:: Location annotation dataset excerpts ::
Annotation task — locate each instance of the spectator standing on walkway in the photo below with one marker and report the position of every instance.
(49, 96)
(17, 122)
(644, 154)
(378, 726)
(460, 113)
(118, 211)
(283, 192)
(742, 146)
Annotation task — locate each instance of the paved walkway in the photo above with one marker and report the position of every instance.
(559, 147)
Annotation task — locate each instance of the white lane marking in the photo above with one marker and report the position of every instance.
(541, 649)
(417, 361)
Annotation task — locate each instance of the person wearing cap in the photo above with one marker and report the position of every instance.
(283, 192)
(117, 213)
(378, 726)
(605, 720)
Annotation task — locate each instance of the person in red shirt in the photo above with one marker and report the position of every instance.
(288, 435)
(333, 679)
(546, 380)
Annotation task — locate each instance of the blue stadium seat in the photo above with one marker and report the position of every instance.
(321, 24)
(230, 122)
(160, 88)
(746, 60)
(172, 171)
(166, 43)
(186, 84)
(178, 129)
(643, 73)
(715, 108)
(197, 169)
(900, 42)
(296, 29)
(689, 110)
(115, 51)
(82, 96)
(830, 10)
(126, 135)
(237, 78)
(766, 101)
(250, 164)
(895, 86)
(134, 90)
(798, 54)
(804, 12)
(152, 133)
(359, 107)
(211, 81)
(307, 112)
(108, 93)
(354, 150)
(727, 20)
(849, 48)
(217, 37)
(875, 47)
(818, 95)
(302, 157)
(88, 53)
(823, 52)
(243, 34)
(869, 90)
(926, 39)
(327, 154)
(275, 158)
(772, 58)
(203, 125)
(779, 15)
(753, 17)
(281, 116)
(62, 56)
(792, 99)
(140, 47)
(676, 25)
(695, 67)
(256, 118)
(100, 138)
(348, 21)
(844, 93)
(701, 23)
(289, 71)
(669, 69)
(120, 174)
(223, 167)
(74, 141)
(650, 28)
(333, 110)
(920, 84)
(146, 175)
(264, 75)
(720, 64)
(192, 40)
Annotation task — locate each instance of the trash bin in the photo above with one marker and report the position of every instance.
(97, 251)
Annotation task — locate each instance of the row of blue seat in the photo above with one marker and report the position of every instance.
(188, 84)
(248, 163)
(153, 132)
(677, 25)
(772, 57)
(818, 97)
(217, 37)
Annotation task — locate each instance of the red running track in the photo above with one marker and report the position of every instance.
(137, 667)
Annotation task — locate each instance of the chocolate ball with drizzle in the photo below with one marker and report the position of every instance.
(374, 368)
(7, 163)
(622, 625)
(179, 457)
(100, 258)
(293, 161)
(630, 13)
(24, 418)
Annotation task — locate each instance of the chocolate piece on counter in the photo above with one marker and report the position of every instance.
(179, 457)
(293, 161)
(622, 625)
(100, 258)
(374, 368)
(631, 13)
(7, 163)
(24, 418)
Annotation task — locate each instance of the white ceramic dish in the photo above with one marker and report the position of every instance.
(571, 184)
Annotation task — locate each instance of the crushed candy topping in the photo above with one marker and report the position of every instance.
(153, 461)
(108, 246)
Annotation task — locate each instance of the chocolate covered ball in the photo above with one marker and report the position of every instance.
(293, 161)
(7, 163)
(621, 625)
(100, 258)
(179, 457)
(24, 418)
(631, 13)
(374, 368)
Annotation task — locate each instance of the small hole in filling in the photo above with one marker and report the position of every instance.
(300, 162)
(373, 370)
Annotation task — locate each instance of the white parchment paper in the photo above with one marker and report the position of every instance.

:: PROBLEM TO WORK ON ::
Put every line of the entries above into a JSON list of strings, one string per line, and leave out any blank lines.

:: EXERCISE RESULT ::
[
  "Annotation task — locate each instance of the spectator standing on walkway in the photo below with one marker and report the position of every instance.",
  "(49, 96)",
  "(17, 122)",
  "(644, 154)",
  "(378, 726)",
  "(460, 113)",
  "(118, 211)",
  "(283, 192)",
  "(742, 146)",
  "Annotation task — locate each instance of the paved walkway in the photo above with one marker and report the position of every instance.",
  "(559, 147)",
  "Annotation task — locate each instance of the white lane marking in the photo above with one marker and report the position of every instance.",
  "(541, 649)",
  "(417, 361)",
  "Annotation task — locate each instance of the person wearing cap in the photo above with one marker and report the position of every instance.",
  "(283, 192)",
  "(117, 213)",
  "(378, 726)",
  "(605, 720)",
  "Annotation task — locate each instance of the person in red shirt in the photo above with one marker and report the position of every instance.",
  "(288, 435)",
  "(333, 679)",
  "(546, 380)",
  "Annotation task — locate each instance of the blue stadium seat in the photo above with one marker and report the position of every instance.",
  "(321, 24)",
  "(230, 122)",
  "(160, 88)",
  "(746, 60)",
  "(172, 171)",
  "(166, 43)",
  "(186, 84)",
  "(178, 129)",
  "(643, 73)",
  "(715, 108)",
  "(197, 169)",
  "(900, 42)",
  "(296, 29)",
  "(689, 110)",
  "(115, 51)",
  "(82, 96)",
  "(830, 10)",
  "(126, 135)",
  "(237, 78)",
  "(766, 101)",
  "(250, 164)",
  "(895, 86)",
  "(134, 90)",
  "(798, 54)",
  "(804, 12)",
  "(152, 133)",
  "(359, 107)",
  "(211, 81)",
  "(307, 112)",
  "(108, 93)",
  "(354, 150)",
  "(727, 20)",
  "(849, 48)",
  "(217, 37)",
  "(875, 47)",
  "(818, 95)",
  "(302, 157)",
  "(88, 53)",
  "(823, 52)",
  "(243, 34)",
  "(869, 90)",
  "(926, 39)",
  "(327, 154)",
  "(275, 158)",
  "(772, 58)",
  "(203, 125)",
  "(779, 15)",
  "(753, 17)",
  "(281, 116)",
  "(62, 56)",
  "(792, 99)",
  "(140, 47)",
  "(676, 25)",
  "(695, 67)",
  "(256, 118)",
  "(100, 138)",
  "(348, 21)",
  "(844, 93)",
  "(701, 23)",
  "(289, 71)",
  "(669, 69)",
  "(120, 174)",
  "(223, 167)",
  "(74, 141)",
  "(650, 28)",
  "(333, 110)",
  "(920, 84)",
  "(146, 175)",
  "(264, 75)",
  "(720, 64)",
  "(192, 40)",
  "Annotation task — locate each instance of the trash bin in the photo above with one marker and report the position of every instance.",
  "(97, 251)",
  "Annotation task — locate each instance of the row of blue seat in the photo above with one marker and report the position of every instance.",
  "(188, 84)",
  "(248, 163)",
  "(153, 132)",
  "(677, 25)",
  "(772, 57)",
  "(818, 97)",
  "(217, 37)",
  "Annotation task — locate each instance of the red running track in the photo above with one marker and report the position of every instance.",
  "(137, 667)",
  "Annotation task — locate each instance of the chocolate ball with drizzle in the photo below with one marker and report the position of every instance.",
  "(374, 368)",
  "(7, 163)",
  "(622, 625)",
  "(179, 457)",
  "(100, 258)",
  "(293, 161)",
  "(630, 13)",
  "(24, 418)",
  "Annotation task — locate each instance of the chocolate piece on counter in the photo above with one marker and report the position of every instance.",
  "(179, 457)",
  "(293, 161)",
  "(622, 625)",
  "(100, 258)",
  "(374, 368)",
  "(631, 13)",
  "(7, 163)",
  "(24, 418)",
  "Annotation task — locate each instance of the white ceramic dish in the photo above with one marker and report the position of every instance.",
  "(571, 184)",
  "Annotation task — locate each instance of the crushed candy topping in the photo above with one marker and report the position of every instance.",
  "(153, 461)",
  "(108, 246)",
  "Annotation task — locate each instance of the chocolate covered ball in the photo above with one marker and report the position of every instance.",
  "(293, 161)",
  "(7, 163)",
  "(621, 625)",
  "(100, 258)",
  "(179, 457)",
  "(24, 418)",
  "(631, 13)",
  "(374, 368)",
  "Annotation task — locate each instance of the small hole in filling in the photo above with one marker and report the position of every instance.",
  "(300, 162)",
  "(373, 370)",
  "Annotation task — locate each instance of the white parchment paper in the photo above with one marker and report the position of every instance."
]